*Aim of the exercise*. Using the records below, copy every line that holds the string "fritter".

*Records supplied*.

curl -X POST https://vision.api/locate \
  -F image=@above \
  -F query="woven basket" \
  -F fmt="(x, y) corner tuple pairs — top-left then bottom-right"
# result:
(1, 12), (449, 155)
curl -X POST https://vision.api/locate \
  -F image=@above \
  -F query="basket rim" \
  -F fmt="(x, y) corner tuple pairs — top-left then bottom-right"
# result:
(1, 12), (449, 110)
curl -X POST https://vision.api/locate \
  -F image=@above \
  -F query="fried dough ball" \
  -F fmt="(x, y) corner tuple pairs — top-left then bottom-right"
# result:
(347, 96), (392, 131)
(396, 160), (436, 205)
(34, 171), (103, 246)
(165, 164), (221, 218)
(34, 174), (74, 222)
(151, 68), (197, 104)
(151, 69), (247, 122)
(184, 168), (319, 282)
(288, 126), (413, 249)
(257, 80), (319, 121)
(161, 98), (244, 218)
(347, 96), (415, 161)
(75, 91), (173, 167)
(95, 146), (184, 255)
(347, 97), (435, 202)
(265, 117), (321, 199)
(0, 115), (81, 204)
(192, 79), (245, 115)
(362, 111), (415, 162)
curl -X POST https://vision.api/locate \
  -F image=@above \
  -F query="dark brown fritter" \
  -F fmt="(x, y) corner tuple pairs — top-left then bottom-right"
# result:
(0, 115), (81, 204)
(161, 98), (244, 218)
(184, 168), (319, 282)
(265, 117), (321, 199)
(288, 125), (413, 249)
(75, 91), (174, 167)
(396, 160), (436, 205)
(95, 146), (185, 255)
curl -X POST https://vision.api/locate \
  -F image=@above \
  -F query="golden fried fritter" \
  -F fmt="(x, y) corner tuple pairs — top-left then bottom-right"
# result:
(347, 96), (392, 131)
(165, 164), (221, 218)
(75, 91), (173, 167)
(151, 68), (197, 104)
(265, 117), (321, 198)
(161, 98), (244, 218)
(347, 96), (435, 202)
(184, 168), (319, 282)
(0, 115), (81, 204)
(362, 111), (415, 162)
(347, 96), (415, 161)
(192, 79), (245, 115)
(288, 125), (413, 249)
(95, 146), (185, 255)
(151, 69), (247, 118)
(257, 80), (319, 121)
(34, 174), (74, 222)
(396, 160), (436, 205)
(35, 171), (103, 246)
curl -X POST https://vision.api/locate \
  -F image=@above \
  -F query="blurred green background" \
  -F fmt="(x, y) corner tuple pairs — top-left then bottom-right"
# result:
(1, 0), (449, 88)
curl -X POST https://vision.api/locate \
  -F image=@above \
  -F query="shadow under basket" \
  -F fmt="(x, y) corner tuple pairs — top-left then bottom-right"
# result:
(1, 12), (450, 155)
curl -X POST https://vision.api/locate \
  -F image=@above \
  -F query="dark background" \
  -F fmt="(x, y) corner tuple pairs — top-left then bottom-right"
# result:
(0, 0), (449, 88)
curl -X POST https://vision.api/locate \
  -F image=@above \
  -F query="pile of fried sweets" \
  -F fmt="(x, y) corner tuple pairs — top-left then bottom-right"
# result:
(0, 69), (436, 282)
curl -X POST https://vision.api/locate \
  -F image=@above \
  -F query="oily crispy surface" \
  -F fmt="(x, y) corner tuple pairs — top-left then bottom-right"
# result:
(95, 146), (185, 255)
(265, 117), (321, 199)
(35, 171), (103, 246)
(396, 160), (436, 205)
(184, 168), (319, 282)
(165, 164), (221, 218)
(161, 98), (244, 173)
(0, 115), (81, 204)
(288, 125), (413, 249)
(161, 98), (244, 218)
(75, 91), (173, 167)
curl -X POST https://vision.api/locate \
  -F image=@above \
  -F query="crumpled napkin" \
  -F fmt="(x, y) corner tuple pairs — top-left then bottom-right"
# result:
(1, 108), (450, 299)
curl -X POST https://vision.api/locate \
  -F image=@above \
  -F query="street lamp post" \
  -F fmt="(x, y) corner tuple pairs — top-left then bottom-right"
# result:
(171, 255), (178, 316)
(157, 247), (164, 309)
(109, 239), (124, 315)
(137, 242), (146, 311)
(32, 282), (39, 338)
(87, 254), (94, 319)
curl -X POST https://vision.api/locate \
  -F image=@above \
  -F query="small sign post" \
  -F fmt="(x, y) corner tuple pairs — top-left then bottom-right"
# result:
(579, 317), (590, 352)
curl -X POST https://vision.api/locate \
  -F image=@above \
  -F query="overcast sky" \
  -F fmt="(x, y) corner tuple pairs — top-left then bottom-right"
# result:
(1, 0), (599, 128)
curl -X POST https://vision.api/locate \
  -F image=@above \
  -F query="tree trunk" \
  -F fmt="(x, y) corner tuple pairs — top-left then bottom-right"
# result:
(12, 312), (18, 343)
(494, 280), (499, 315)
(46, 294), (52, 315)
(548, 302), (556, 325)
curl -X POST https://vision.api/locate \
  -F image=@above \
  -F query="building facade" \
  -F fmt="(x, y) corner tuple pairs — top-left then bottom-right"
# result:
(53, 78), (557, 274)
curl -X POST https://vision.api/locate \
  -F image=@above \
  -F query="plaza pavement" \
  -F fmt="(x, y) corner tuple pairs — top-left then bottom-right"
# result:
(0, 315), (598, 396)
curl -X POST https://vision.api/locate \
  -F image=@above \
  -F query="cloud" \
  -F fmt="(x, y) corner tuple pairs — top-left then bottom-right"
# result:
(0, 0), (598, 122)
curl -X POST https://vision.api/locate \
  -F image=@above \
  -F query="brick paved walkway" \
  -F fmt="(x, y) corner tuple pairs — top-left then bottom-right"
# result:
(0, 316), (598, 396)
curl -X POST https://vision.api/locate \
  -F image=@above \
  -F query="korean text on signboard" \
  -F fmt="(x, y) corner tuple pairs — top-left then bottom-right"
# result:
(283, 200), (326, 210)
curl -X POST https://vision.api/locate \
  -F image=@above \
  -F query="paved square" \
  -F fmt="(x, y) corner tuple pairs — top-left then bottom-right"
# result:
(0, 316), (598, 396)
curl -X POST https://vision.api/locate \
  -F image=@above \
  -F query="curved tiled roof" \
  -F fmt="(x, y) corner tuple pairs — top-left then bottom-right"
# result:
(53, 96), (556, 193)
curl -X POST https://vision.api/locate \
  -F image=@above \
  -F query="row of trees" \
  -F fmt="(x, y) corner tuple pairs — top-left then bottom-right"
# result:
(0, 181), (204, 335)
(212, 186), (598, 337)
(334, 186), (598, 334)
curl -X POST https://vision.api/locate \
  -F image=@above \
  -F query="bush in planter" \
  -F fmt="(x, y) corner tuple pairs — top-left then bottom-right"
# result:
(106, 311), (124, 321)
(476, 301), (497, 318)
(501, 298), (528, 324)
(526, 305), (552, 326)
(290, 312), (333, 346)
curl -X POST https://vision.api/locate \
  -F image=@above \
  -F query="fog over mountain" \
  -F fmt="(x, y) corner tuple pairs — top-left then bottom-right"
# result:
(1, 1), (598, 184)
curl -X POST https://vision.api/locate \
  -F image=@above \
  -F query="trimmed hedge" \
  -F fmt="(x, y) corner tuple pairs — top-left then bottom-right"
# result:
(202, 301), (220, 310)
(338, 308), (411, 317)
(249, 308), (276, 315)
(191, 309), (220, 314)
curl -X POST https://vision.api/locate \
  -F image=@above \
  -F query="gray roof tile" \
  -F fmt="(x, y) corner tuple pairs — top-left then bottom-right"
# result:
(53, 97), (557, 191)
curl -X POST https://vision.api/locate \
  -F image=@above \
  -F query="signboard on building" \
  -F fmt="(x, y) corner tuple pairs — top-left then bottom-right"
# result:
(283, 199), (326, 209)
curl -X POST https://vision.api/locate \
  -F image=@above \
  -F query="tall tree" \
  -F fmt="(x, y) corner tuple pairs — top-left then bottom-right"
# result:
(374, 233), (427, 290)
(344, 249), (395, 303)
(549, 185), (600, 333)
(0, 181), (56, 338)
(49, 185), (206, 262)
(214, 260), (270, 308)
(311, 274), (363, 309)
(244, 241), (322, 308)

*Answer to this exercise*.
  -F query="dark brown fritter" \
  -F query="golden fried fritter" \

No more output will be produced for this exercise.